» **EXERCISE PROMPT**: Would you output the lines from the one with "person wearing shorts." through the last line of the material below, exactly, but without pictures?

**** DATA FOR THIS EXERCISE

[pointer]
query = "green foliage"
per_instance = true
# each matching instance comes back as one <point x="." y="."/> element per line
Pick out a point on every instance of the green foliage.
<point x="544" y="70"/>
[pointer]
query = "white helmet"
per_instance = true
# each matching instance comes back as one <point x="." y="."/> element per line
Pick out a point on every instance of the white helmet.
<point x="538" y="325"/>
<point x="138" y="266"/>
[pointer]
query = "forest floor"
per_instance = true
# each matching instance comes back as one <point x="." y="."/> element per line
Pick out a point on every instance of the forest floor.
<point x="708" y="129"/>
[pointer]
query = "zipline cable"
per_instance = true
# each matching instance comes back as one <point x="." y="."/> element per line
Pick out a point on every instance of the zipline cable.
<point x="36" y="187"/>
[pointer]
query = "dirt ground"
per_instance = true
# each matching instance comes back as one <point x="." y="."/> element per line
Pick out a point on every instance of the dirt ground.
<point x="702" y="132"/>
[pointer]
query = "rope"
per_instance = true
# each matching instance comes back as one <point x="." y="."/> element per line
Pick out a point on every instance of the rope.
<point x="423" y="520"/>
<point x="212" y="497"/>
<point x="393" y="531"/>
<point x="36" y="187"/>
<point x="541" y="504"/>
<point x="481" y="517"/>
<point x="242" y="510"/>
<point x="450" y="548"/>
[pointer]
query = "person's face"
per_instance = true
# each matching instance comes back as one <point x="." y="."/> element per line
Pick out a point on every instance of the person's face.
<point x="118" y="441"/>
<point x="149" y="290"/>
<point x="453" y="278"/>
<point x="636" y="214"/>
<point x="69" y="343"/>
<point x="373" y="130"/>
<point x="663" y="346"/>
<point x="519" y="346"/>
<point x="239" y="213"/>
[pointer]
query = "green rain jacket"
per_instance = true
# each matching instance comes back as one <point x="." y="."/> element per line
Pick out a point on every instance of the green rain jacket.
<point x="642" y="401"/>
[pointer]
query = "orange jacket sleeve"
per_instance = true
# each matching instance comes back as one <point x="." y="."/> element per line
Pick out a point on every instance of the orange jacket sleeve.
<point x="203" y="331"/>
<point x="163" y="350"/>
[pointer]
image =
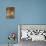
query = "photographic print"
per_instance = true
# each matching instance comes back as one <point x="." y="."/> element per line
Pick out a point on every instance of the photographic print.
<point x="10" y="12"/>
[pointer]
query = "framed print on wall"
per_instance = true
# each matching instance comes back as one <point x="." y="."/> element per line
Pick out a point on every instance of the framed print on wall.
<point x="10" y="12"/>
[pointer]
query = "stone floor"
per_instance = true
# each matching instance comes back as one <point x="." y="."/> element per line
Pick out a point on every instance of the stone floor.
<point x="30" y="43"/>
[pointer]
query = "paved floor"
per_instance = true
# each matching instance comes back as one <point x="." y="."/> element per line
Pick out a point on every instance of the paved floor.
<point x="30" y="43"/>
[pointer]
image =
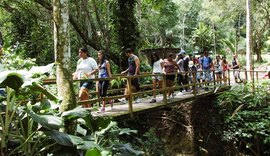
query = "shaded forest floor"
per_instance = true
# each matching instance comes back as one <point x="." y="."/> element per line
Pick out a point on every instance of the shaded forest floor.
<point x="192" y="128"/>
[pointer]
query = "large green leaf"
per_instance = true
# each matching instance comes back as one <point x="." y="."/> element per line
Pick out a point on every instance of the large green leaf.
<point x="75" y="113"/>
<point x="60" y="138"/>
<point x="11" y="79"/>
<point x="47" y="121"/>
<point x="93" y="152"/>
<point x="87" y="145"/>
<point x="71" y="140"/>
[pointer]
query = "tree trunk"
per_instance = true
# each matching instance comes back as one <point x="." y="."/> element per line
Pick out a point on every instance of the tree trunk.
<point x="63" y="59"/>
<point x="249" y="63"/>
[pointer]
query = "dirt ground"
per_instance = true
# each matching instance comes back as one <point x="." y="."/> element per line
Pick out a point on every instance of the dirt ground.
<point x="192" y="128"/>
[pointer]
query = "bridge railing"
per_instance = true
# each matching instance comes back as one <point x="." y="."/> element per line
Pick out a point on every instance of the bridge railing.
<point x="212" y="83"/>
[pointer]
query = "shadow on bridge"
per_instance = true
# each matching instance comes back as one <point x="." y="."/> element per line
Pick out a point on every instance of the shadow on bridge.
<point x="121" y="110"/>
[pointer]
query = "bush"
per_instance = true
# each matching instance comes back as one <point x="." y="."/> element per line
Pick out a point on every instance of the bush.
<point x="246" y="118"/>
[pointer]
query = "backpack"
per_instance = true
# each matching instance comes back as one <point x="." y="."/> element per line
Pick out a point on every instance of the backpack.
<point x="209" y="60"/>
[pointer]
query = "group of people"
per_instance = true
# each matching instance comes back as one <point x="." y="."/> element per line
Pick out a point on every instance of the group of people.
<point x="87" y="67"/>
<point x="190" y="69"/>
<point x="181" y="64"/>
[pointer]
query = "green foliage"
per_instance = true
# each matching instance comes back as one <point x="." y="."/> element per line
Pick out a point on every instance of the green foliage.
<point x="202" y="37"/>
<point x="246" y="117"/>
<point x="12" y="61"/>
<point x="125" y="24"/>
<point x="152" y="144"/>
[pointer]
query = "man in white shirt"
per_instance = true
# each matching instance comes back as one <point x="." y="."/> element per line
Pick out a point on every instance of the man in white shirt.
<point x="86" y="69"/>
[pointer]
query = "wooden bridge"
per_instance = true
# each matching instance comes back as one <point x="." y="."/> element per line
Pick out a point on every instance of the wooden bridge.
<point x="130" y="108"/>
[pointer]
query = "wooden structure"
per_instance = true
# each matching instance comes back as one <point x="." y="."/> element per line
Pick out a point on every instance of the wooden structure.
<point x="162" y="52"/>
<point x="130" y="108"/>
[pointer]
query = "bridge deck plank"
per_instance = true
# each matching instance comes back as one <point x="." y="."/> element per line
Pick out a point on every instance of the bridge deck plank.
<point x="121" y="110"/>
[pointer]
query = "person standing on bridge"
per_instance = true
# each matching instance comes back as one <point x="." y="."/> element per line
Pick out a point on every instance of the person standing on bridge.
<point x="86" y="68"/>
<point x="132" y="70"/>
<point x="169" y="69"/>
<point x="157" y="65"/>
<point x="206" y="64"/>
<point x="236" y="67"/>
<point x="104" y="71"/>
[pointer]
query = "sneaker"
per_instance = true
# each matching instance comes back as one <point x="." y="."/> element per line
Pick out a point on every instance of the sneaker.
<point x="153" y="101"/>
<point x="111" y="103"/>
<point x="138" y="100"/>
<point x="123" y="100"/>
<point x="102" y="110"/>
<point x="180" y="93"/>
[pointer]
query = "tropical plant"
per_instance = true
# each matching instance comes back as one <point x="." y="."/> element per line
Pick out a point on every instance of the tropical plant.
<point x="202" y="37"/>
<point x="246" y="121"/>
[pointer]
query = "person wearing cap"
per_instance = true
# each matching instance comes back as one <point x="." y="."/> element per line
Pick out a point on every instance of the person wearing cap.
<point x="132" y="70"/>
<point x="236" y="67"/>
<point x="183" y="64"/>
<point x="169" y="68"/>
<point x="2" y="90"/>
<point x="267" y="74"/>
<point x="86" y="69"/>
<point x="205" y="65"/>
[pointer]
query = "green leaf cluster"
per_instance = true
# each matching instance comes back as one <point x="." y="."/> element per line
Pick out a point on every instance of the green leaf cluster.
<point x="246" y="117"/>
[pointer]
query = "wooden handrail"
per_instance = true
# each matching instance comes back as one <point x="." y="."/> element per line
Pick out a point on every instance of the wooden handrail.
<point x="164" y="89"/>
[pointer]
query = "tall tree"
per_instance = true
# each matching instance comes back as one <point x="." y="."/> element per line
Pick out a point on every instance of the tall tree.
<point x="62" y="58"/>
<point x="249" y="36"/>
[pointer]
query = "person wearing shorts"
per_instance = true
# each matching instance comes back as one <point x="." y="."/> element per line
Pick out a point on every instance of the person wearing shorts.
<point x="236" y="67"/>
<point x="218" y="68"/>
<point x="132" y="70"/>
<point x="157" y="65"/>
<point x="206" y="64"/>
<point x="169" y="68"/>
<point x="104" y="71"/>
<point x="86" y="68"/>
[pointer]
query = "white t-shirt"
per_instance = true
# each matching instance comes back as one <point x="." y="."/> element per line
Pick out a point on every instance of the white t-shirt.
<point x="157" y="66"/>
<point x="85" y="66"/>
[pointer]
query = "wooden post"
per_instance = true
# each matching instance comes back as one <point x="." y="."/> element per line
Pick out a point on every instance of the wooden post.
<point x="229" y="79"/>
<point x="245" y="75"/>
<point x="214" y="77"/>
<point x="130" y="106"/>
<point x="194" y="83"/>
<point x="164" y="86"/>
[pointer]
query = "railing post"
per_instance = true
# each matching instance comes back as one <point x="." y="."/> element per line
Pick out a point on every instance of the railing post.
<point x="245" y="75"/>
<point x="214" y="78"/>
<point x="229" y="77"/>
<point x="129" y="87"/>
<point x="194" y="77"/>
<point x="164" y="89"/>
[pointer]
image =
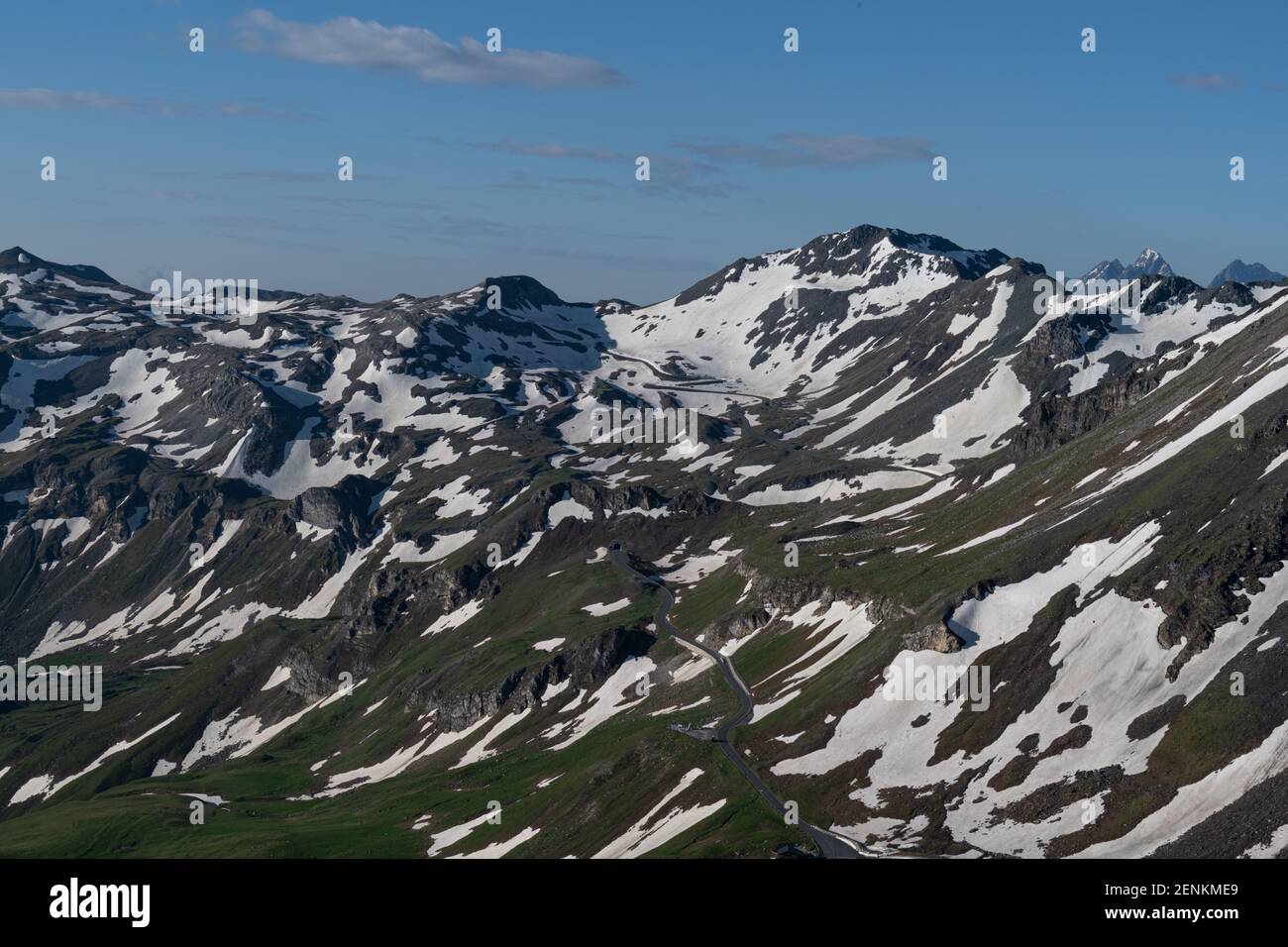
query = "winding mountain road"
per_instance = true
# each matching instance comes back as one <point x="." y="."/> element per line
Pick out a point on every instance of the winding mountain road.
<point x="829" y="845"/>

********

» **PROBLEM SOLUTION**:
Pick out a point on every instance of the person wearing shorts.
<point x="236" y="67"/>
<point x="218" y="68"/>
<point x="132" y="70"/>
<point x="157" y="65"/>
<point x="206" y="64"/>
<point x="169" y="68"/>
<point x="104" y="71"/>
<point x="86" y="68"/>
[pointer]
query = "white t-shirt"
per_instance = true
# each matching instance comes back as one <point x="." y="."/> element per line
Pick out a point on every instance of the white t-shirt.
<point x="157" y="66"/>
<point x="85" y="66"/>
[pointer]
query = "wooden post"
per_instance = true
# each matching instance comes back as one <point x="." y="."/> element per line
Pick out a point on every instance of the wooden post.
<point x="229" y="79"/>
<point x="245" y="75"/>
<point x="214" y="77"/>
<point x="130" y="106"/>
<point x="194" y="83"/>
<point x="164" y="86"/>
[pointer]
query = "railing post"
per_instance = true
# each matching instance comes back as one <point x="." y="."/> element per line
Pick out a point on every instance of the railing post.
<point x="245" y="75"/>
<point x="214" y="78"/>
<point x="229" y="77"/>
<point x="129" y="87"/>
<point x="194" y="77"/>
<point x="164" y="89"/>
[pointer]
image =
query = "winding mountain road"
per_instance = true
# each matching instance comes back as one <point x="." y="."/> element per line
Pick out a point on every instance of the winding mountain road.
<point x="829" y="845"/>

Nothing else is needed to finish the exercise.